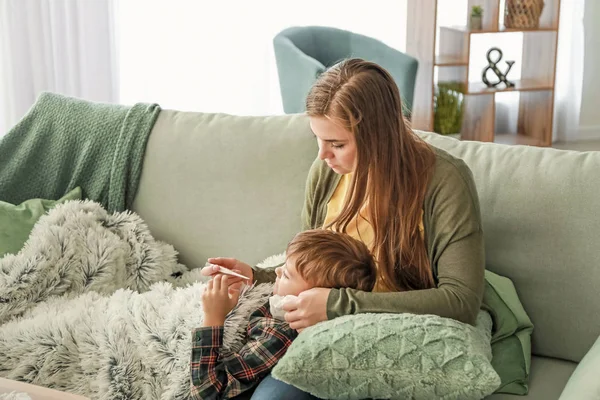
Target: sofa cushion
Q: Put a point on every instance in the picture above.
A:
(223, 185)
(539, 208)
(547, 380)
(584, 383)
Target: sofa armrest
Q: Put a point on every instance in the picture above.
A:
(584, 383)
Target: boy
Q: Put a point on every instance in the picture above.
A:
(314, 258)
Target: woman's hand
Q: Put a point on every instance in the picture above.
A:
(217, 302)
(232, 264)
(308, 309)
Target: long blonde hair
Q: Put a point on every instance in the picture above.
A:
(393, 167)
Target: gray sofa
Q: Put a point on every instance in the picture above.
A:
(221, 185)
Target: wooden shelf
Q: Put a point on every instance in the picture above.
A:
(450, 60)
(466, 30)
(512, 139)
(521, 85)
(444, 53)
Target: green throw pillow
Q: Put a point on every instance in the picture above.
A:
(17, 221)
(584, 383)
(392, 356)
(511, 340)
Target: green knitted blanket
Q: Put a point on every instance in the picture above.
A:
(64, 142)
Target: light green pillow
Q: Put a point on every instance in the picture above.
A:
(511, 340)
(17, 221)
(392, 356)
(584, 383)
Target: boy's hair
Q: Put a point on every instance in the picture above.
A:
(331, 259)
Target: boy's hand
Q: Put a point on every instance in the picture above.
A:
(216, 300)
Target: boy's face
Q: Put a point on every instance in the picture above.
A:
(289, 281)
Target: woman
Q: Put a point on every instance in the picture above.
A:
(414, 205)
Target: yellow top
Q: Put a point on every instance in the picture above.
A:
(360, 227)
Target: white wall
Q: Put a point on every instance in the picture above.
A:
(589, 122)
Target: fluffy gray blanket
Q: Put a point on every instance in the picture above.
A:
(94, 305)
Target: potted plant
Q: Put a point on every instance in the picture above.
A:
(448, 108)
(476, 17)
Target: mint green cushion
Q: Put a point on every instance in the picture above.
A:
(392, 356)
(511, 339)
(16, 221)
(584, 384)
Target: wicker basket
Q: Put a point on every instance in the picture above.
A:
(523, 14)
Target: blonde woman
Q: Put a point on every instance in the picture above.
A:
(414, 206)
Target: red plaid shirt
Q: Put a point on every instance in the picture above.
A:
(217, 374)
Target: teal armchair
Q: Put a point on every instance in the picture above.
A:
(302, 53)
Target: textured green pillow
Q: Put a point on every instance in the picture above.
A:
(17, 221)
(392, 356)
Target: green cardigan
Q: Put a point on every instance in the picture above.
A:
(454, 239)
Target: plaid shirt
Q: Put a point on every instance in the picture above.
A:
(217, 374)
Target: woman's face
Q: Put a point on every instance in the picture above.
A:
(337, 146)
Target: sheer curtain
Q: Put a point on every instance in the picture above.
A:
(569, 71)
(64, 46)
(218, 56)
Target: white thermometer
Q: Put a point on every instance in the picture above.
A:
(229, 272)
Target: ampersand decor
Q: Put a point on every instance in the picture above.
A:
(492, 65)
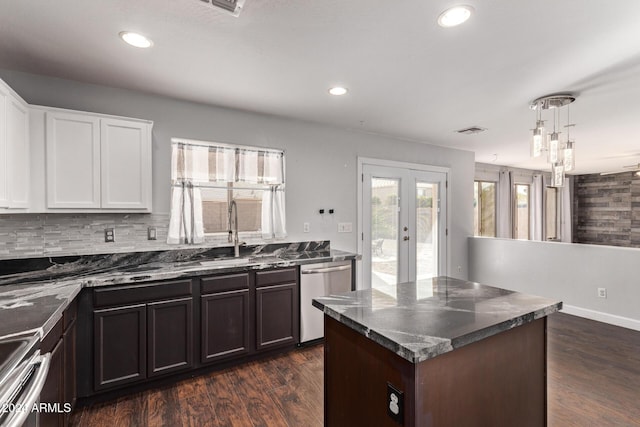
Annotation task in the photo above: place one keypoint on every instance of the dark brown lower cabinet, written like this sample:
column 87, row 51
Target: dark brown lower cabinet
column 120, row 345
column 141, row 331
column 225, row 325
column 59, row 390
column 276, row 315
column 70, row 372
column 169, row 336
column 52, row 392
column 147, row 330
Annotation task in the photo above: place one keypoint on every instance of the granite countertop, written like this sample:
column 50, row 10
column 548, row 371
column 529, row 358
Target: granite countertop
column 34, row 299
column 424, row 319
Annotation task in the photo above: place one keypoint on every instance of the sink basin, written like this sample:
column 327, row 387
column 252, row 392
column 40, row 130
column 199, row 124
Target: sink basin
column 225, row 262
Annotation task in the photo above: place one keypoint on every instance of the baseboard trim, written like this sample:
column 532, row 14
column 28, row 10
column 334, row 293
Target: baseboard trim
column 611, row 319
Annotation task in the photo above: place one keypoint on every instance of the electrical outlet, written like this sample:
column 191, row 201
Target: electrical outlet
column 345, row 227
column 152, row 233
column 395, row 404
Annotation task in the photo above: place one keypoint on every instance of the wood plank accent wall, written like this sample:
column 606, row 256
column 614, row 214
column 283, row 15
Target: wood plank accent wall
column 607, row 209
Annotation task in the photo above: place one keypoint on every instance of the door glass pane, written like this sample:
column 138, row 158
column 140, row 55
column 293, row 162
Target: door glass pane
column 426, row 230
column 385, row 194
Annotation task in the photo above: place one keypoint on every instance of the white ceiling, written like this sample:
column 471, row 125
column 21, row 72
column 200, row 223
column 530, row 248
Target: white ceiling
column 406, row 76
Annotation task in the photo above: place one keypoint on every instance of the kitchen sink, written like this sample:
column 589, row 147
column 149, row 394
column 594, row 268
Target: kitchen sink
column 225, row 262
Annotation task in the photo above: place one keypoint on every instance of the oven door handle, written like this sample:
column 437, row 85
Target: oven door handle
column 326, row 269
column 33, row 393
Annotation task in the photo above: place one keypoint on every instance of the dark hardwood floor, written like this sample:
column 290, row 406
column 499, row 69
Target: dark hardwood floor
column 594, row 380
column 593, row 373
+-------+
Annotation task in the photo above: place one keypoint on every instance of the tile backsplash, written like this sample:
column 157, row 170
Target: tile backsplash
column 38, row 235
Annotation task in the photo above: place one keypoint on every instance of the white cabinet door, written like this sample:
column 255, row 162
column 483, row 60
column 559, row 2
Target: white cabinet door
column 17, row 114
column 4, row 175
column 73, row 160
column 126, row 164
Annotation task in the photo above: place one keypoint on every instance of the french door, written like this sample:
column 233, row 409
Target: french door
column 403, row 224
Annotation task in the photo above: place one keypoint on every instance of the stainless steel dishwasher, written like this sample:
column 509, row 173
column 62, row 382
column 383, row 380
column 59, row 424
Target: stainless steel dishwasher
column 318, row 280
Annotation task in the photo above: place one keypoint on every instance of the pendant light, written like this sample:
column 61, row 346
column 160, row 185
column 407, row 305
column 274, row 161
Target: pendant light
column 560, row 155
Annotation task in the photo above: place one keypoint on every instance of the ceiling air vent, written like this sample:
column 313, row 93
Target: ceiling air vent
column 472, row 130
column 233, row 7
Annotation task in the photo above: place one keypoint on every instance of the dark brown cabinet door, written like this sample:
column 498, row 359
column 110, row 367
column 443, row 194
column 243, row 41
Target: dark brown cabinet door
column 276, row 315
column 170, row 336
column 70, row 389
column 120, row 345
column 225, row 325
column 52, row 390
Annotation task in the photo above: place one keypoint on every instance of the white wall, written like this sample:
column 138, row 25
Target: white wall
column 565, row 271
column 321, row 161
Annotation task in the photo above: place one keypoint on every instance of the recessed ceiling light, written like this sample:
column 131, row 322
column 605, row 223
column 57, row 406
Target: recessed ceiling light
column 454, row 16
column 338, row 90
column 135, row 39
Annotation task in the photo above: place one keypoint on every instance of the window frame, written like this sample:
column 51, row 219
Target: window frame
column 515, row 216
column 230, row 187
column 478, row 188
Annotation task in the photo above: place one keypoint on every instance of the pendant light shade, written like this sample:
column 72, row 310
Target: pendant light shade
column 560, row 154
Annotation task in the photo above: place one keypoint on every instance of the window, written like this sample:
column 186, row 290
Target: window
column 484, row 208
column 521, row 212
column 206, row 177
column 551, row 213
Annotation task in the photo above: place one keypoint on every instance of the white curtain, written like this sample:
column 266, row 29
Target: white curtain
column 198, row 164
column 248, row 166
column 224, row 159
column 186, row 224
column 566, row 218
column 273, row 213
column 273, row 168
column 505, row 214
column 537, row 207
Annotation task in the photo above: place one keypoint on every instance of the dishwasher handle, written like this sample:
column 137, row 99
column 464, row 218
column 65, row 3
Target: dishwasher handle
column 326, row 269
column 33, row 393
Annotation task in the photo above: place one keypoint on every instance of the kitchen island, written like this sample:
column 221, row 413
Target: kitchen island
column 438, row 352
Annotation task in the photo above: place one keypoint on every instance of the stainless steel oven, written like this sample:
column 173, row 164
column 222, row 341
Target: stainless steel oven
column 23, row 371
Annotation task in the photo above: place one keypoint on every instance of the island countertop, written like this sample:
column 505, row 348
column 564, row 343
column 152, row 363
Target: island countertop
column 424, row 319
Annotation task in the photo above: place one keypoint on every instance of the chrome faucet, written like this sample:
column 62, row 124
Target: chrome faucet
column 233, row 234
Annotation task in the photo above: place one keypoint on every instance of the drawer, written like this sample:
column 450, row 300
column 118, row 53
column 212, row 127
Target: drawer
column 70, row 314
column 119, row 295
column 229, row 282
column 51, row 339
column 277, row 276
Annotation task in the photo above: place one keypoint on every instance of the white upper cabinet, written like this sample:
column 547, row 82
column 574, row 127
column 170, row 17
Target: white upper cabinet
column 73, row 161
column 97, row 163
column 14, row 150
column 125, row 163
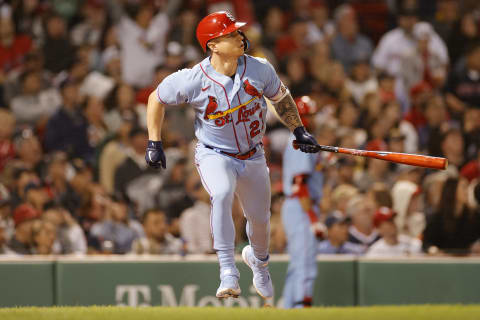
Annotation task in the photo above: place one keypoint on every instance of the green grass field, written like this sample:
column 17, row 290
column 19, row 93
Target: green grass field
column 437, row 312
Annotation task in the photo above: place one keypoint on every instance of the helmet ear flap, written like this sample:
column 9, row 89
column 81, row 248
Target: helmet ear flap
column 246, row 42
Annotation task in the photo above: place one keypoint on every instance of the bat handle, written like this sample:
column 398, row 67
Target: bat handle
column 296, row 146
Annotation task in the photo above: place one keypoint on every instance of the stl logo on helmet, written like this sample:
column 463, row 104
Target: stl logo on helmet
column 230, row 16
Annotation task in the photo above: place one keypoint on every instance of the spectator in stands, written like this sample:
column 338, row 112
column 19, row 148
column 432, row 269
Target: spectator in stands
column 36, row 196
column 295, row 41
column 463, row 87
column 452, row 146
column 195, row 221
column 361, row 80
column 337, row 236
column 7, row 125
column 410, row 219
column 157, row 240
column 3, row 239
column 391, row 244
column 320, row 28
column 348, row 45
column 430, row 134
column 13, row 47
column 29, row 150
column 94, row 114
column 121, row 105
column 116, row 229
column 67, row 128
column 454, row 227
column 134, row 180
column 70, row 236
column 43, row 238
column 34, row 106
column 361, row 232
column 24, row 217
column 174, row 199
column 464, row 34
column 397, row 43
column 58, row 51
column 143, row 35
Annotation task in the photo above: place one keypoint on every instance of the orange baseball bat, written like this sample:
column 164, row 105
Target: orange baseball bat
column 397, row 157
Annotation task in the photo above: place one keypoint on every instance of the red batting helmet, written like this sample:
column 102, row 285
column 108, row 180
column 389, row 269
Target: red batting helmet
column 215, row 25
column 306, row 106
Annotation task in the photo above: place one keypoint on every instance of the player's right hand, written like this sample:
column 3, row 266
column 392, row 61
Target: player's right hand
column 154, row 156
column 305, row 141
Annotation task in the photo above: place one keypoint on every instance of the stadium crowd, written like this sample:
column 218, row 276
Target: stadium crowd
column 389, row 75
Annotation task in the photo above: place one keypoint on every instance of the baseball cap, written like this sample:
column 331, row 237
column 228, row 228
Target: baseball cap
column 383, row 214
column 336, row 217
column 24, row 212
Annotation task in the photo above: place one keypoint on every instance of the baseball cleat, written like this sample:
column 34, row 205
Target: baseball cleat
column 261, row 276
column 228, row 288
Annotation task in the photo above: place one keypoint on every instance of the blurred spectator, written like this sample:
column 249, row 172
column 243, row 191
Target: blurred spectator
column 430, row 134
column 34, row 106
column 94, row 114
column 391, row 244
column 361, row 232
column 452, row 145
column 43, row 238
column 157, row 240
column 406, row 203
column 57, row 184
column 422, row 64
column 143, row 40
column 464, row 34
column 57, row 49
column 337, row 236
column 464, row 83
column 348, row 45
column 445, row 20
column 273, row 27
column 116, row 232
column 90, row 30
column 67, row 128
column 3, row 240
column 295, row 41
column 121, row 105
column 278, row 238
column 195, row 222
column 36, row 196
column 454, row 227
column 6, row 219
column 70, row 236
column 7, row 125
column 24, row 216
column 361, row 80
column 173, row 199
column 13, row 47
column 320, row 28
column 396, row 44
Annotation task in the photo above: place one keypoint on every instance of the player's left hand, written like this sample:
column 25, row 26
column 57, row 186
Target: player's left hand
+-------+
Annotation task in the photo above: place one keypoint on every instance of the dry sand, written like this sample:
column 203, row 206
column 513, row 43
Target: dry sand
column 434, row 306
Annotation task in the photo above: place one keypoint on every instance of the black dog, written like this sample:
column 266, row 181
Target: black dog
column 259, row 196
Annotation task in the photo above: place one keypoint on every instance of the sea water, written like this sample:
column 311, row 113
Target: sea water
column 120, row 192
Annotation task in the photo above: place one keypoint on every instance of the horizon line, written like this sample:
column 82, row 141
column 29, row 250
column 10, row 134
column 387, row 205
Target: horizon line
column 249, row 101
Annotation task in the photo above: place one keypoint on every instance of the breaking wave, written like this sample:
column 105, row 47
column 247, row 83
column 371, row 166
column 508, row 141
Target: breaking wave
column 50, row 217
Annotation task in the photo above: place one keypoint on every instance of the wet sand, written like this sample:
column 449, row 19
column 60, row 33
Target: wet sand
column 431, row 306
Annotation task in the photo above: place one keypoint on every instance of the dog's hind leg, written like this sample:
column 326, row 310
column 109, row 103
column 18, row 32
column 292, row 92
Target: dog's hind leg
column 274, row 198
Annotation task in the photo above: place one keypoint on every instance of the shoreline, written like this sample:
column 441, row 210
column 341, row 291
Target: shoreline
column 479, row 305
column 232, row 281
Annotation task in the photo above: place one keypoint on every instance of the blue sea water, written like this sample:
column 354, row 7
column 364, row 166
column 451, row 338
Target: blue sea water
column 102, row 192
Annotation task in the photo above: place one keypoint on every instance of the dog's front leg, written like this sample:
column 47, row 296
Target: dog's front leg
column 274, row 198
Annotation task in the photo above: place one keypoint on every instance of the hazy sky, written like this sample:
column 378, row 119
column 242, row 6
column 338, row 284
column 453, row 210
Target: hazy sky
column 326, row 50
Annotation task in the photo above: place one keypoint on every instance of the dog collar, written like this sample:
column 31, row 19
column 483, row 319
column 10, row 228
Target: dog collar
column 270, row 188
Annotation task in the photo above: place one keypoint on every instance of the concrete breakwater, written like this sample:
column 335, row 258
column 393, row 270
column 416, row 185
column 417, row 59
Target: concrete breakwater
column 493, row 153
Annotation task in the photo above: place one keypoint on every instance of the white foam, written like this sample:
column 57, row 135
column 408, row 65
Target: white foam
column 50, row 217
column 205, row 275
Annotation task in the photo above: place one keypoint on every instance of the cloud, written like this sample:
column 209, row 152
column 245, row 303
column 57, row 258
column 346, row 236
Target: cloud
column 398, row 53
+-------+
## Task instructions
Report each line of the records that holds the word "woman".

## Solution for this problem
Target: woman's hand
Target: woman
Target: blonde woman
Target: woman's face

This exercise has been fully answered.